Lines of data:
——————

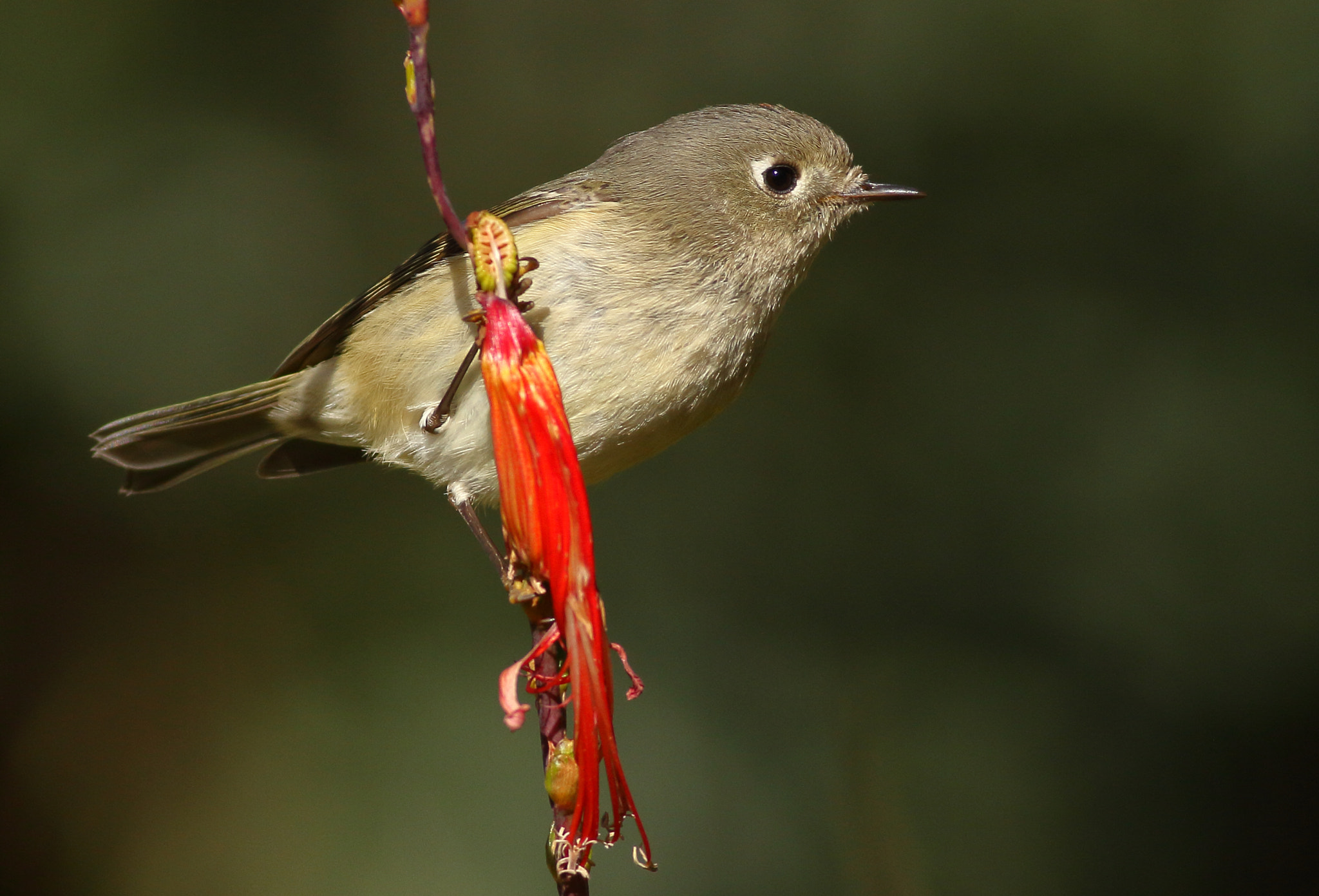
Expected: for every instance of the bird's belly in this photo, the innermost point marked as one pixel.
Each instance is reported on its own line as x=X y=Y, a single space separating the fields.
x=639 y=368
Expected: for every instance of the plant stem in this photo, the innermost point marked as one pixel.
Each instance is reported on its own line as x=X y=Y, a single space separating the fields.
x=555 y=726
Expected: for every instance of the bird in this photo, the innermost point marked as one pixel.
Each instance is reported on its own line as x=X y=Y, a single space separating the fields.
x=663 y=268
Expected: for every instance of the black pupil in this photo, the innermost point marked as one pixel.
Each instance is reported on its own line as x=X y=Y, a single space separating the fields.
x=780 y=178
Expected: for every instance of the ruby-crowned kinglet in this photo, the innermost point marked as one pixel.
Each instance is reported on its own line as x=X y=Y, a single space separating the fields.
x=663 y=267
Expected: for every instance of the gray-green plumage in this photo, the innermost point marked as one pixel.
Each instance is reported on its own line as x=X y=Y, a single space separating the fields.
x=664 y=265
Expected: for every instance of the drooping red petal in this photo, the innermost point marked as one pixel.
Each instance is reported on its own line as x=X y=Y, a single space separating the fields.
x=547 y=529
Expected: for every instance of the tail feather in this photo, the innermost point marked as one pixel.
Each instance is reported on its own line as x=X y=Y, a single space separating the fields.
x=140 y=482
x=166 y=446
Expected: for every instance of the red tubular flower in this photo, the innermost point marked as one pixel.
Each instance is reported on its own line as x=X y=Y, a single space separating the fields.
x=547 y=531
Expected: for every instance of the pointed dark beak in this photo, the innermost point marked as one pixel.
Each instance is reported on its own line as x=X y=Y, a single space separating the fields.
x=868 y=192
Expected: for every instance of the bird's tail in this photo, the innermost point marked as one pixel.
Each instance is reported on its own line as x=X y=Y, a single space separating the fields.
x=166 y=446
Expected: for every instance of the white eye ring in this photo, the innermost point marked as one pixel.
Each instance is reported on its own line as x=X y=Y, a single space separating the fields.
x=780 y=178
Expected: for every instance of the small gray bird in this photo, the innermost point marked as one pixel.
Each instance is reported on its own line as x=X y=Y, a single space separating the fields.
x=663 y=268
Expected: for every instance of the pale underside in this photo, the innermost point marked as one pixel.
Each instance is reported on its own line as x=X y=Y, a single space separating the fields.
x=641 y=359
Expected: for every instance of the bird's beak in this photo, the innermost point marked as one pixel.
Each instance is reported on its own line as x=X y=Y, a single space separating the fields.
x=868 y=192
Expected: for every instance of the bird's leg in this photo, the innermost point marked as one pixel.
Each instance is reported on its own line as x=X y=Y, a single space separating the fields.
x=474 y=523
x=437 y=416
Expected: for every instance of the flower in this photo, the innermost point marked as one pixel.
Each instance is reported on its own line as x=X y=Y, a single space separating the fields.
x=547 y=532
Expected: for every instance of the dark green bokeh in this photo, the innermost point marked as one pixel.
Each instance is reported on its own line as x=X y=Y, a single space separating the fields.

——————

Return every line above word for word, without the pictures.

• **Reply**:
Expected: for every instance of the bird's belly in this photo, the innermost point marked as one pixel.
Each instance is reported on its own line as x=X y=Y, a single space separating the fields.
x=639 y=368
Expected: for every instance of the plant stem in this photo, the innermost point marked as one pixel.
Each instance is reported on its own line as x=X y=Y, a single space separating the fields.
x=555 y=726
Expected: for every instance of the bird in this photo, the innermost point marked as one pixel.
Each instance is reported on its own line as x=X y=Y, a single space separating the fields.
x=663 y=268
Expected: for every instance of the black pupil in this photo, the innermost point marked as one pixel.
Each instance is reported on its own line as x=X y=Y, a single space separating the fields.
x=780 y=178
Expected: for every instance of the ruby-crowned kinglet in this photo, the innermost point marked as one pixel.
Each instance is reported on its own line as x=X y=Y, a single space separating the fields.
x=663 y=267
Expected: for every instance of the gray-green plumage in this photo, the innermost point marked as one pixel.
Each instance is reported on its own line as x=X y=Y, a single space separating the fields.
x=664 y=265
Expected: for every instance of the drooping red petal in this photo, the innermost point marked as one pixel.
Each instance is reported on its own line as x=X y=Y, a single space separating the fields.
x=547 y=529
Expected: for every instance of the tail feather in this photo, the innermost point marked as one pixel.
Each instance is reported on its own line as x=X y=Y, a single space separating the fields.
x=140 y=482
x=166 y=446
Expected: for every instance of the red tubular flower in this photo, the innermost point marked as one pixel.
Each instance is reported on its own line as x=X y=Y, a single space separating the fields.
x=547 y=531
Expected: for every instance of the pointed dark beak in this photo, the innermost point marked as one pixel.
Each instance is reported on its own line as x=X y=Y, a single space separating the fields.
x=868 y=192
Expected: for every instance of the bird's tail in this photo, the innermost point marked as one pixel.
Each instance is reported on its own line as x=X y=Y, a single space separating the fields.
x=166 y=446
Expected: for every instance of the white eye ring in this photo, the innermost point marked as one pixel.
Each instance is reported on its own line as x=X y=Y, a single space separating the fields.
x=780 y=178
Expected: for every instance of the small gray bird in this photo, the innermost point marked as one pixel.
Each instance is reported on its own line as x=X y=Y, a single space separating the fields.
x=663 y=268
Expected: for every instance of the pale underside in this photo, the innermost point marked as one pixel.
Each instance is reported on its own line as x=X y=Y, a single space separating the fields.
x=641 y=359
Expected: for every instance of the bird's beak in this photo, the innermost point marked as one pixel.
Each instance is reported on its own line as x=X y=Y, a single space separating the fields.
x=868 y=192
Expected: for every instance of the bird's leg in this photo, the innermost point marked as one pixel.
Each instance is reported on its own line as x=X y=Y, a single space separating the fields.
x=474 y=523
x=437 y=416
Expected: for every instance of the flower in this photo, the innermost point marked as one pixel.
Each instance is reported on its own line as x=X y=Y, a single space separating the fields.
x=547 y=532
Expected: for every instance of the dark green bokeh in this photo, the innermost point marked as one pixel.
Each instance is reported on its own line as x=X y=Y, a single space separating the fields.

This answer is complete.